▸ **Task to complete**:
Render the rows below as a Markdown table with two columns, "No." for the row number and "Text" for the line itself. Omit any blank lines.

▸ **Extracted entries**:

* Start *

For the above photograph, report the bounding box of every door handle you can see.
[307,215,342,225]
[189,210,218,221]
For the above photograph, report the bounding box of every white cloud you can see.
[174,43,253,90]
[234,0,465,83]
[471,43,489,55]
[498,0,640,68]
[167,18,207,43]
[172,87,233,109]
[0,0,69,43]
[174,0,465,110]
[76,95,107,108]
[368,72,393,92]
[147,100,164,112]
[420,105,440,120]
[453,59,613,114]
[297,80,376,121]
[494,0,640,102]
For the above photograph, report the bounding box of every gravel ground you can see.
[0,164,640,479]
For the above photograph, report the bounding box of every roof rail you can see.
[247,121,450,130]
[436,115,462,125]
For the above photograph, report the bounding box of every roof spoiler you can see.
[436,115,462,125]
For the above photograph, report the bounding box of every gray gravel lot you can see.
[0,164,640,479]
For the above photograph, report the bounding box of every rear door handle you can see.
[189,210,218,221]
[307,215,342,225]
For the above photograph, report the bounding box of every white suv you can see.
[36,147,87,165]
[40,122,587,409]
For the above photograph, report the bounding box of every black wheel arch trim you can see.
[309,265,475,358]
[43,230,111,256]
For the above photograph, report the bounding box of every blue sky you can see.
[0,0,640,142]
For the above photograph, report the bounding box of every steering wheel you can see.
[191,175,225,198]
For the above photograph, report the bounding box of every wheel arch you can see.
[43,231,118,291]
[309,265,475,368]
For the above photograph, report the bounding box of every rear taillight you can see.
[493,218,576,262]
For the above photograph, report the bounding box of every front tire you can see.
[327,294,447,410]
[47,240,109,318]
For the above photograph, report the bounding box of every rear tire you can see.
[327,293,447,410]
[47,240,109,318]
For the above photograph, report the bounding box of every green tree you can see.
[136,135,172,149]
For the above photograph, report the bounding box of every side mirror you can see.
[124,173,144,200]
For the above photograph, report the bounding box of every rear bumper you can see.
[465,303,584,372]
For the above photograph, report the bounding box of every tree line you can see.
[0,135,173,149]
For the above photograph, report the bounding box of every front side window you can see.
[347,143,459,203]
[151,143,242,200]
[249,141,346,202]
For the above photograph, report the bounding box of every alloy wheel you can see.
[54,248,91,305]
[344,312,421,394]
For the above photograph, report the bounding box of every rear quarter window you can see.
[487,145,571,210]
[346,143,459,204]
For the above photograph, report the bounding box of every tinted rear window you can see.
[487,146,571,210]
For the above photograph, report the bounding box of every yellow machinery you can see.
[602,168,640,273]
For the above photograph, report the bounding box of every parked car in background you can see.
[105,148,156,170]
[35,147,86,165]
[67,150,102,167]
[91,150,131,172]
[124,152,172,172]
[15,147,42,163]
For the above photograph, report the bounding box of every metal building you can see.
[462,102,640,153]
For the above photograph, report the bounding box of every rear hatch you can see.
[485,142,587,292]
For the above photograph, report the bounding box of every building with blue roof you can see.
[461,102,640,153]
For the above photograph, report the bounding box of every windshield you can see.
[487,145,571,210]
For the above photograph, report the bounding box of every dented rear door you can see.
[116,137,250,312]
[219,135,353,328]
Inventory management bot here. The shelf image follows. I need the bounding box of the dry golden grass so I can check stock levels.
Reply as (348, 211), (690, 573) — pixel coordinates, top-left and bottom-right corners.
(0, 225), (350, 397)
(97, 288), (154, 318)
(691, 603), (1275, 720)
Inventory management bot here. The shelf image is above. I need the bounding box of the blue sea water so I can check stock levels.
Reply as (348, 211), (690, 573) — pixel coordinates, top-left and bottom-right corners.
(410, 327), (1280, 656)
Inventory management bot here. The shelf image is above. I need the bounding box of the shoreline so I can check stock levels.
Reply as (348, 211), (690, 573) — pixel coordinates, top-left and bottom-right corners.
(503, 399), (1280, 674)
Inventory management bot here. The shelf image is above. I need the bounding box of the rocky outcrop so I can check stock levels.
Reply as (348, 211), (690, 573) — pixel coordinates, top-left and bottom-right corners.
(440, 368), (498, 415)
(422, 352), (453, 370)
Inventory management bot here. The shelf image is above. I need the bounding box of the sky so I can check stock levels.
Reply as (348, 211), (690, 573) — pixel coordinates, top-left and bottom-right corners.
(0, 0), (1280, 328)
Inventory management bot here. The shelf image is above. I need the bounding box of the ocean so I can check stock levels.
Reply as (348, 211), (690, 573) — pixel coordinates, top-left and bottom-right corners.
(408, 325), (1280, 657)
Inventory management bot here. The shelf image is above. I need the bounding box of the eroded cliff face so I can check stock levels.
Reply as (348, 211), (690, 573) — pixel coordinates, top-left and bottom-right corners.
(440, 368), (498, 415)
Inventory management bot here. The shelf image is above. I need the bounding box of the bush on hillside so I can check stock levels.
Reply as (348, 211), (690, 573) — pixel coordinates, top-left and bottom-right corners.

* End *

▸ **Exercise solution**:
| No. | Text |
|---|---|
| 1 | For the above photograph, report the bounding box of every door handle you can see. |
| 2 | [307,215,342,225] |
| 3 | [189,210,218,221] |
| 4 | For the above photograph, report the bounding box of every white cloud you can see. |
| 5 | [174,43,253,90] |
| 6 | [234,0,465,83] |
| 7 | [471,43,489,55] |
| 8 | [498,0,640,68] |
| 9 | [167,18,207,43] |
| 10 | [172,87,233,109] |
| 11 | [0,0,69,43] |
| 12 | [174,0,465,110] |
| 13 | [76,95,107,108] |
| 14 | [368,72,393,92] |
| 15 | [147,100,164,112] |
| 16 | [420,105,440,120] |
| 17 | [453,59,613,114] |
| 18 | [297,80,376,121] |
| 19 | [494,0,640,102] |
| 20 | For the above photograph, report the bounding box of every gravel ground you can see. |
| 21 | [0,164,640,479] |
| 22 | For the above photograph, report the bounding box of every roof rail you can see. |
| 23 | [247,121,450,130] |
| 24 | [436,115,462,125] |
| 25 | For the above photograph, report the bounding box of every roof spoiler you can see. |
| 26 | [436,115,462,125] |
| 27 | For the above photograph, report the bounding box of every gray gravel lot you can see. |
| 28 | [0,164,640,479] |
| 29 | For the above photograph, report the bounding box of every rear door handle you can see. |
| 30 | [189,210,218,221] |
| 31 | [307,215,342,225] |
| 32 | For the above photograph, report the bounding box of every white suv you can see. |
| 33 | [36,147,87,165] |
| 34 | [40,122,587,409] |
| 35 | For the above photograph, report the bounding box of every black wheel arch trim you can see. |
| 36 | [309,265,475,358] |
| 37 | [43,230,111,256] |
| 38 | For the above photograph, report the bounding box of every blue sky you can see. |
| 39 | [0,0,640,142] |
| 40 | For the above photograph, report the bounding box of every steering wheel you can see. |
| 41 | [191,175,225,198] |
| 42 | For the above photograph, report the bounding box of every wheel arch you can see. |
| 43 | [43,231,118,291] |
| 44 | [309,265,475,368] |
| 45 | For the above photograph, report the bounding box of every rear taillight you can see. |
| 46 | [493,218,576,262] |
| 47 | For the above photograph, report the bounding box of every front tire you can see. |
| 48 | [327,294,447,410] |
| 49 | [47,240,109,318] |
| 50 | For the above photograph, report the bounding box of every rear tire you can see. |
| 51 | [327,293,447,410] |
| 52 | [47,240,109,318] |
| 53 | For the above photograph, report the bounding box of every green tree you can see. |
| 54 | [136,135,172,149] |
| 55 | For the above photograph, report the bounding box of every side mirror you can see. |
| 56 | [124,173,144,200] |
| 57 | For the above photograph, report the bounding box of every rear bumper you can see. |
| 58 | [465,303,584,372] |
| 59 | For the above photograph, report the bounding box of every tree line you can see. |
| 60 | [0,135,173,149] |
| 61 | For the above photograph, report the bounding box of every front side window you can see. |
| 62 | [347,143,459,203] |
| 63 | [151,143,242,200] |
| 64 | [249,141,346,202] |
| 65 | For the above photograph, report the bounding box of every alloy wheel you can see. |
| 66 | [54,248,91,305] |
| 67 | [344,312,421,394] |
| 68 | For the above photograph, report the bounding box of every rear quarter window you can see. |
| 69 | [487,145,571,210] |
| 70 | [346,143,459,204] |
| 71 | For the above photograph, report the bounding box of every tinted rear window you can see. |
| 72 | [487,146,571,210] |
| 73 | For the above photograph, report the bounding box of every yellow machinery you can see. |
| 74 | [602,168,640,273] |
| 75 | For the above photograph, report the bounding box of every parked car in background you can see. |
| 76 | [105,148,156,170] |
| 77 | [35,147,86,165] |
| 78 | [67,150,102,167] |
| 79 | [91,150,131,172] |
| 80 | [124,152,172,172] |
| 81 | [15,147,42,163] |
| 82 | For the above photograph, report the bounding box of every metal building you can see. |
| 83 | [462,102,640,153] |
| 84 | For the above photograph, report the bounding box of every rear hatch you can see. |
| 85 | [485,142,587,292] |
| 86 | For the above photograph, report the bounding box of every building with blue roof you can see. |
| 87 | [461,102,640,153] |
| 88 | For the above photograph, report the bounding box of every windshield you can see. |
| 89 | [487,145,571,210] |
| 90 | For the above photograph, report the bounding box of every dented rear door you can see. |
| 91 | [116,137,250,312] |
| 92 | [219,135,353,328] |
| 93 | Inventory management bot here. The shelf image follows. I need the bounding box of the dry golden grass so I can check stock levels. |
| 94 | Reply as (348, 211), (690, 573) — pixel coordinates, top-left and bottom-right corners. |
| 95 | (0, 225), (350, 397) |
| 96 | (97, 288), (154, 318) |
| 97 | (691, 603), (1275, 720) |
| 98 | Inventory management bot here. The shelf image is above. I need the bounding box of the blue sea water so I can check stock levels. |
| 99 | Reply as (348, 211), (690, 573) — pixel coordinates, top-left and bottom-right corners. |
| 100 | (410, 327), (1280, 656) |
| 101 | Inventory management bot here. The shelf image is above. I need the bounding box of the shoreline so I can check stock levels. |
| 102 | Reply as (348, 211), (690, 573) — pixel coordinates, top-left and bottom-right corners. |
| 103 | (503, 399), (1280, 674) |
| 104 | Inventory management bot here. The shelf image is above. I need the bounding box of the rocky outcrop so I can check stock levels. |
| 105 | Reply as (348, 211), (690, 573) — pixel coordinates, top-left and bottom-right corners. |
| 106 | (440, 368), (498, 415) |
| 107 | (422, 352), (453, 370) |
| 108 | Inventory management bot here. The shelf image is above. I need the bounding box of the sky so I can check stock levels. |
| 109 | Reply as (348, 211), (690, 573) — pixel coordinates, top-left and bottom-right corners. |
| 110 | (0, 0), (1280, 328) |
| 111 | Inventory management bot here. The shelf image is above. I need the bounding box of the ocean so I can check stock levels. |
| 112 | Reply as (348, 211), (690, 573) — pixel coordinates, top-left and bottom-right corners. |
| 113 | (408, 325), (1280, 657) |
| 114 | Inventory management bot here. The shelf image is above. I need the bounding box of the eroded cliff face so I can check stock levels. |
| 115 | Reply as (348, 211), (690, 573) — pixel coordinates, top-left and bottom-right corners. |
| 116 | (440, 368), (498, 415) |
| 117 | Inventory management bot here. The shelf image is above. I need the bounding box of the bush on hillside so I can check stock levels. |
| 118 | Reply as (348, 211), (690, 573) — pixel coordinates, top-left and bottom-right corners. |